WRITTEN PROBLEM: Retype everything from the line containing "Each instance receives exactly one keypoint. Mark the patterned" down to the end of the rows below, with no changes.

ROWS:
━━━━

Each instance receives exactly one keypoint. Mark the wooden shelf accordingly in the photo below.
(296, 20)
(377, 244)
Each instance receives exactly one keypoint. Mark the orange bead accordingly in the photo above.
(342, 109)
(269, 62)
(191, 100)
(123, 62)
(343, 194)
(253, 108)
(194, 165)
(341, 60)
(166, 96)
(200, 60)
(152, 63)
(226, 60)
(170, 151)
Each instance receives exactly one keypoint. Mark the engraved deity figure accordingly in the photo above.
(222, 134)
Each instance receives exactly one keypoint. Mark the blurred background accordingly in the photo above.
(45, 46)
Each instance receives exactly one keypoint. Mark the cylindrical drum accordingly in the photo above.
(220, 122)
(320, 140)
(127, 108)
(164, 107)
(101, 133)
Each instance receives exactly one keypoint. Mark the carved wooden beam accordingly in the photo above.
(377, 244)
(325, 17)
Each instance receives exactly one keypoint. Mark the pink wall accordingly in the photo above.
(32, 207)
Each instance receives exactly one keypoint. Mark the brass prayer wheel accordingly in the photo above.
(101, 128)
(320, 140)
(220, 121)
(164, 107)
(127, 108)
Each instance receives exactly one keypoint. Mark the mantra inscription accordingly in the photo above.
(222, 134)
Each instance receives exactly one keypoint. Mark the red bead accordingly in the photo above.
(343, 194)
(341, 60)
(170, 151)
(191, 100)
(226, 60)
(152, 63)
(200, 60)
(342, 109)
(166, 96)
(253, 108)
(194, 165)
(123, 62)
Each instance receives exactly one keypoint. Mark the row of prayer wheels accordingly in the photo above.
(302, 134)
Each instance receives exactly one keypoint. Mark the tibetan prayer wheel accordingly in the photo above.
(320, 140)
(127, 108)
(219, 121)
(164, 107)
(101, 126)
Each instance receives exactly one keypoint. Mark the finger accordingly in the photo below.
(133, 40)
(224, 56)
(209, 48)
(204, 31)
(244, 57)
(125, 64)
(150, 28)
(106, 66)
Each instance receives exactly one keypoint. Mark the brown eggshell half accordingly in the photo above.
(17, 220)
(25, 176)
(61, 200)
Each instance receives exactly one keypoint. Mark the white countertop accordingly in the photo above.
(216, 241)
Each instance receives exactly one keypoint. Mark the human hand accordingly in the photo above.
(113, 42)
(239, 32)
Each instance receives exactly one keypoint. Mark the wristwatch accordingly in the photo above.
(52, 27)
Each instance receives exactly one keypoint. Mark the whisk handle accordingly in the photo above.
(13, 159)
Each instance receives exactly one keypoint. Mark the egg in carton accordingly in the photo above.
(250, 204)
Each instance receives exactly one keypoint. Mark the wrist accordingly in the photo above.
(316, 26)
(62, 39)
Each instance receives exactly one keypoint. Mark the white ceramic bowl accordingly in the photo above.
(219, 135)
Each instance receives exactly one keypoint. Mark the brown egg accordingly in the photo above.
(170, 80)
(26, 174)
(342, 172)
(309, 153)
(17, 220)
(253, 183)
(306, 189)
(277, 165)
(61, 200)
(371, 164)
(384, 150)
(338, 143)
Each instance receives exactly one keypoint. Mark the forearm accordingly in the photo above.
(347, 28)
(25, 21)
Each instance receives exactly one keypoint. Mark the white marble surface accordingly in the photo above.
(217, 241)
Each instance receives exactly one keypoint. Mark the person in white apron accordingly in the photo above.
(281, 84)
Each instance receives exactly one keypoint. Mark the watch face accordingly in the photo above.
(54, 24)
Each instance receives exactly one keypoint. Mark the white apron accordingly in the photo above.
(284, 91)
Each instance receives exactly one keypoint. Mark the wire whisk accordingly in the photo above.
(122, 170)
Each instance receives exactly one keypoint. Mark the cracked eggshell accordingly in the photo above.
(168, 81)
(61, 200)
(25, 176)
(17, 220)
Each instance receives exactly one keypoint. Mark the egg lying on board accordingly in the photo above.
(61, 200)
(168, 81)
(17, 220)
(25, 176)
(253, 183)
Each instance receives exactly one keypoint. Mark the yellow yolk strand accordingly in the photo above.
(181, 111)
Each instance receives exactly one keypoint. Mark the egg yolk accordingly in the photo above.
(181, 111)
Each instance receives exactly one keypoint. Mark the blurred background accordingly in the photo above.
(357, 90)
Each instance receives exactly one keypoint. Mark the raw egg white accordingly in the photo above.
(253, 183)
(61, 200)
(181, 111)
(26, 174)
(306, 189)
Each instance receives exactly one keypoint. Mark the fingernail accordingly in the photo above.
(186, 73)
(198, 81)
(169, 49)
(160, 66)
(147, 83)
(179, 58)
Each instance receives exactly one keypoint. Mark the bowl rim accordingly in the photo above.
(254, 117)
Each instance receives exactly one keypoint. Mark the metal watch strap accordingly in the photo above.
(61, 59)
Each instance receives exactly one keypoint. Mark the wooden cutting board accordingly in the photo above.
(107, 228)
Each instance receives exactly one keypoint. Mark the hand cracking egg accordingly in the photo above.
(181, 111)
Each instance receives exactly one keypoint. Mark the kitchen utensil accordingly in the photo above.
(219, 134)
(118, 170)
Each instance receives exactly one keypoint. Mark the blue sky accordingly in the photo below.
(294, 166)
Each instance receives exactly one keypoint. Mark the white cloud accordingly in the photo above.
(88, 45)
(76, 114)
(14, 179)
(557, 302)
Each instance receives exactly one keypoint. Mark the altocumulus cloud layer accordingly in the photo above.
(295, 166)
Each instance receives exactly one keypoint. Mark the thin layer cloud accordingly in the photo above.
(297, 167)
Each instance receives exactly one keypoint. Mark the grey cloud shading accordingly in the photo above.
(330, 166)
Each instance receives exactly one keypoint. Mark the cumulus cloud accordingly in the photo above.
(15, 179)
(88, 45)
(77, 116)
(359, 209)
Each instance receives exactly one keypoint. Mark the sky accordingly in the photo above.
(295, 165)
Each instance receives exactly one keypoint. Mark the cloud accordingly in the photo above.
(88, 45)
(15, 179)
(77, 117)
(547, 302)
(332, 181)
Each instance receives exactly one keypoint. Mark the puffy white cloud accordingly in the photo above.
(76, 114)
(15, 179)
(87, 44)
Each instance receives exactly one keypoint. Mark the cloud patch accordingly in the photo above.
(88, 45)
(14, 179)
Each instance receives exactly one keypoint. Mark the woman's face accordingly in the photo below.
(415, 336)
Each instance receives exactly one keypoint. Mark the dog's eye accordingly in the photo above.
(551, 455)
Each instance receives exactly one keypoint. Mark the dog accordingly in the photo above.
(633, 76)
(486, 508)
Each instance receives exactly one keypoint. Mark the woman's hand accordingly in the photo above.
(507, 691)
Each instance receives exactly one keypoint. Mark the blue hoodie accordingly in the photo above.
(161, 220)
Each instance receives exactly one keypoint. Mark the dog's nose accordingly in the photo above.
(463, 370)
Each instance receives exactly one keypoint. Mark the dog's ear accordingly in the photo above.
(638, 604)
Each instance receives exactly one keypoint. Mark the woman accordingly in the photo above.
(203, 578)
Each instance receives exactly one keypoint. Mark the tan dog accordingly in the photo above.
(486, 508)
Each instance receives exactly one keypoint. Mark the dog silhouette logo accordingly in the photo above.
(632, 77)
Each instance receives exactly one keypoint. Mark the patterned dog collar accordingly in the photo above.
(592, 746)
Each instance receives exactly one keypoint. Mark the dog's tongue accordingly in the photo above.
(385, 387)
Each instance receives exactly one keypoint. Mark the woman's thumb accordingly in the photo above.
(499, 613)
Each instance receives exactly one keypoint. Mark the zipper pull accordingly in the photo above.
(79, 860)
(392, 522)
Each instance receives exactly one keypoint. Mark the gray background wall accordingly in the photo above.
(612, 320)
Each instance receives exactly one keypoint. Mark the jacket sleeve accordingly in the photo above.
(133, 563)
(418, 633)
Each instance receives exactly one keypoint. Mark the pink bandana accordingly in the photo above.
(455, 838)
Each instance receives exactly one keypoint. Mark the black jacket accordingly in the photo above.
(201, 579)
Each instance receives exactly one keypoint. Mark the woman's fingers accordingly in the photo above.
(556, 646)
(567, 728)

━━━━

COMPLETE ANSWER:
Each instance receives exactly one keypoint. Mark the patterned dog collar accordingly in the photo above.
(592, 746)
Each instance receives exactly one keypoint. Mark the dog's tongue accordingly in the photo above.
(385, 387)
Each instance receives exactly one keypoint. Mark the woman's thumb accordingly in the photo above.
(499, 613)
Each instance receives exactly one keypoint. Mark the zipper pull accordingly in the photo above.
(79, 860)
(392, 522)
Each instance receives exactly one keypoint. Mark the gray background wall accordingly in the photo above.
(612, 320)
Each instance receives exactly one keypoint. Mark the jacket sleeve accordingly in the photo above.
(133, 563)
(418, 633)
Each instance receives exactly one keypoint. Mark the pink bandana accordingly in the photo above.
(455, 838)
Each instance receives exactly one keypoint. Mark the black jacket accordingly in the photo above.
(201, 579)
Each instance receives exactly one keypoint. Mark the woman's fingers accordingly in the photo above.
(556, 646)
(567, 728)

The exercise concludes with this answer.